In the comment thread about the Browns coaching situation, what record against divisional teams does one commenter give for Crennel?

-- Quoted passage --
• • • • • • •

Take some time. The next coaching hire, whenever it happens, has to count for something big, or this organization is really in trouble.

5 comments:

Zach said...

I thought the Livingston column was a joke. Eight days after the Browns come back from a 14-point deficit, he cites the Steelers' game as evidence the team has quit.
Of the five games played this season on Thursdays (excluding week one because it was the first game of the season) home teams are 4-1. Home teams have a big advantage.
This is the truth in this city: We expect bad seasons because of talent, then when we get what we expect, the coach gets blamed.
Did anyone really think Romeo would turn it around in two years?
And how do you judge progress with six games against playoff caliber teams, and several more, when your team is clearly not at that level. The Browns have played three games against teams with losing records this year. And the Steelers are not a losing team--rather, a playoff team with a losing record.
I know I want Crennel to succeed badly, and because of that, will give him all sorts of leeway. But at the end of the day, can the Browns woes be attributed to him, even in the slightest way?
Maybe. But does that warrant a firing? I don't think so.
What happens when a new coach comes in nest year and goes 8-8. Is that fantastic progress? No. If Crennel is canned, I will give the new guy no leeway, nor will I give the team any. They have pressed the reset button so many times, I have been driven to near indifference.
More chaos is not an answer.

Anonymous said...

I was down in Columbus this weekend, hanging out with a buddy who is a Lions fan. I mentioned how the Browns fan may press for Smith and that Romeo might get canned.

He was shocked that we'd bail on both Frye and Crennel so soon.

Part of me wonders if we're over reacting and aren't staying patient enough.

Of course, part of me wonders if I'm fooling myself and these guys just aren't working.

Anonymous said...

Zach: I think one of Livingston's points (and it is a good one) is that Crennel's record against divisional teams is abysmal. He is 1-10 with a good chance of going 1-11 after Sunday. Staying competitive in your division is NFL 101. If you can't do that, your job will be short-lived.

Not only that, but many of the division losses have been blowouts.

Some people want us to give Crennel a break. But when Eric Wedge's teams struggle in the division, the call for his head is immediate. That's a blatant pro-Browns double standard that makes no sense. Any coach with the division record of Crennel deserves to be on the hot seat.

Ben: I'm shocked myself that we'd be getting rid of Crennel and Frye so soon. I think Frye will be back next year in some role, be it starter or backup.

But since your friend is a Lions fan, I have to add: That's what the Browns should be trying to not become. A team that employs a GM like Matt Millen for half a decade and counting.

Anonymous said...

Yeah Ben. I was thinking your friend's last name is Ford. He is probably a really patient guy if he still admits he's a Lions fan and would probably keep Matt Millen around for awhile longer. Do you think the Houston Texans are happy they stuck with David Carr this week or maybe they should have taken VY? Note to self: Never listen to a Lions fan when they talk about football, unless you are patting them on the back to make them feel better (like "Put the gun down, it's not that bad.").

Anonymous said...

Oh no no no, he hates Matt Millen and has for awhile. My point wasn't about his opinion as a Lion fan, just of a football fan who isn't a Browns fan (who has no rooting interest in Browns and isn't a Steeler or Bengal fan).

I guess my point is that I don't want to be too reactionary. Palmer/Clark and Davis left the Browns in a real mess. No depth, no foundation. Nothing.

It's gonna take time for this team to get up on it's feet. It's not just the QB, it's not just the coach, it's not just the secondary- it's everything. They haven't been able to stop the run or really pressure the QB since they've returned. They haven't been able to run or protect the QB either.

Like Zach said, are we really surprised that Romeo hasn't turned it around yet?

Finally, are Browns fans really allowed to rip on Lions fans? I know the Lions blow, but are they that much worse than what we've watched over the past 8 years?

• • • • • • •

-- Data for review --
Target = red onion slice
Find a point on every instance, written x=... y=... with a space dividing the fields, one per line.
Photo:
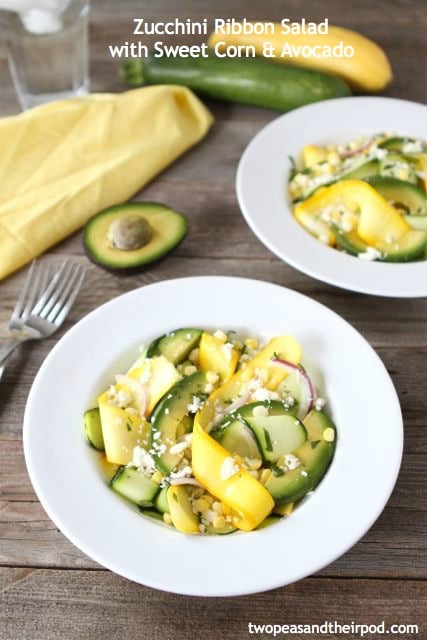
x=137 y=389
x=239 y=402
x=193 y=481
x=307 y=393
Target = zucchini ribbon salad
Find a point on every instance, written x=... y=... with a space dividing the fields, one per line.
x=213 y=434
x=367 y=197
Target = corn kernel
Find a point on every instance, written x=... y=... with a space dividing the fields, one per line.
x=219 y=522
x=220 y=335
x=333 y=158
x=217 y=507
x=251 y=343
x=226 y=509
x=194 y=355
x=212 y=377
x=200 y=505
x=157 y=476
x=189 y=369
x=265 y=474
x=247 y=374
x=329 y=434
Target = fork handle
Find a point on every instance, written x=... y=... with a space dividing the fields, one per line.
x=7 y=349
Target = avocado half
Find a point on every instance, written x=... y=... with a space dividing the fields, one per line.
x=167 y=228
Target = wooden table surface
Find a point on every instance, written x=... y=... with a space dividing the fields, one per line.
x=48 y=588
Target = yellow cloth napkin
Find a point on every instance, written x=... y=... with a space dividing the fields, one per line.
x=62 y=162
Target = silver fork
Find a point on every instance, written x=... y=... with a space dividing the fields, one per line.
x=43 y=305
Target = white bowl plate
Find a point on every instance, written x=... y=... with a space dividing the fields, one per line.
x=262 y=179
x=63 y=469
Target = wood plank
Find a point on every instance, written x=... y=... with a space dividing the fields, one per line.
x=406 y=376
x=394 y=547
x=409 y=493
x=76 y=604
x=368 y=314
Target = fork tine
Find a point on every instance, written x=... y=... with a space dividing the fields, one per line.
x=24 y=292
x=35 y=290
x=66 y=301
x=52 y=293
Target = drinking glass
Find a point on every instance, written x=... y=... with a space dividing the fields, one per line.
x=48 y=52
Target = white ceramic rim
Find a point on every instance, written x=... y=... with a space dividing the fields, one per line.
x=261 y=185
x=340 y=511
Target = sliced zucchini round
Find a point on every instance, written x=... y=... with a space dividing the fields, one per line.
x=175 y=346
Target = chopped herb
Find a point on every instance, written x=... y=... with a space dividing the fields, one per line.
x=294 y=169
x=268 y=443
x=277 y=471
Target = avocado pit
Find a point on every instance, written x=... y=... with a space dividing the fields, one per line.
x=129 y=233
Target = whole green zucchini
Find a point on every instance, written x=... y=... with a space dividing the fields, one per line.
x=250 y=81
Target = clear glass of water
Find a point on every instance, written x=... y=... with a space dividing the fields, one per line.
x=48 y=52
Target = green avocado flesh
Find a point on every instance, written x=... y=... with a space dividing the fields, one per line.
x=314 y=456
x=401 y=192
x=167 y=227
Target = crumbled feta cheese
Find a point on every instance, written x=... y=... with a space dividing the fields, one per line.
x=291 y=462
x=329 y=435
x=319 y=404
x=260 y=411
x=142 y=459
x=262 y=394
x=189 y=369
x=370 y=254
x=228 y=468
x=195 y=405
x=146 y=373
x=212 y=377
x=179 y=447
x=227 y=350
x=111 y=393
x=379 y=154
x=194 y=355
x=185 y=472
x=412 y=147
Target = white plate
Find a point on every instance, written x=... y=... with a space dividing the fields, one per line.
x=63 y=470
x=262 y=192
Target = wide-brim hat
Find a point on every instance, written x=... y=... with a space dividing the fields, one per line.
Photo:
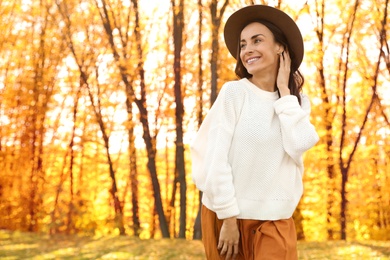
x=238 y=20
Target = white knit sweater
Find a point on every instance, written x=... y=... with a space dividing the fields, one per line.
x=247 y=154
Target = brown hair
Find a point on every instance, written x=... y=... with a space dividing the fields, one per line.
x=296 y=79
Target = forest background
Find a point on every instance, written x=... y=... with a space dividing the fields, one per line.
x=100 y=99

• • • • • • •

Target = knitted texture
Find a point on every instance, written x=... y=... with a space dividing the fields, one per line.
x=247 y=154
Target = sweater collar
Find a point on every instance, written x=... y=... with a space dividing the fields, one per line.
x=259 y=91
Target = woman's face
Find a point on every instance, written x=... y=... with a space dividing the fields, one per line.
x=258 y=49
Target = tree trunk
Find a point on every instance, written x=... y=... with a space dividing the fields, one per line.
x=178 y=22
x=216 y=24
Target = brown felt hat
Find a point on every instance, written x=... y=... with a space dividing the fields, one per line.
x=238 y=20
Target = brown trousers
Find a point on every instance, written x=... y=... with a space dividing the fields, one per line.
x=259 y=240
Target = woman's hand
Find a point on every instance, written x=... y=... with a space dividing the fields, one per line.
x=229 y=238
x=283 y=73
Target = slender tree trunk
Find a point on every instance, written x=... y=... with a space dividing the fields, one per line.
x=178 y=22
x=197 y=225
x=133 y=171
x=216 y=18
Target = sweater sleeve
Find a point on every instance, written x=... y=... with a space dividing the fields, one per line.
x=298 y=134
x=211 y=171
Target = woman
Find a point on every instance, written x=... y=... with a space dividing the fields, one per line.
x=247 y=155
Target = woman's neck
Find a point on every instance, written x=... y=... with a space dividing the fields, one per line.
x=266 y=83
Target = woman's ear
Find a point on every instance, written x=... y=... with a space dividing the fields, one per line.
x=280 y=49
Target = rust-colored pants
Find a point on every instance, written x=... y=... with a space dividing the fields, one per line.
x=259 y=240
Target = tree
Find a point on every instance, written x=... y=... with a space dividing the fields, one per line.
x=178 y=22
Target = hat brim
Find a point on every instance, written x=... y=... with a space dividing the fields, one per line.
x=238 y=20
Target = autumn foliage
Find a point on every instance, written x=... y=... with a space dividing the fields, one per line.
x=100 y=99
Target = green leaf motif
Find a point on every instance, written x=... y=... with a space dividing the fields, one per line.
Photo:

• • • • • • •

-- Solution to the problem --
1-10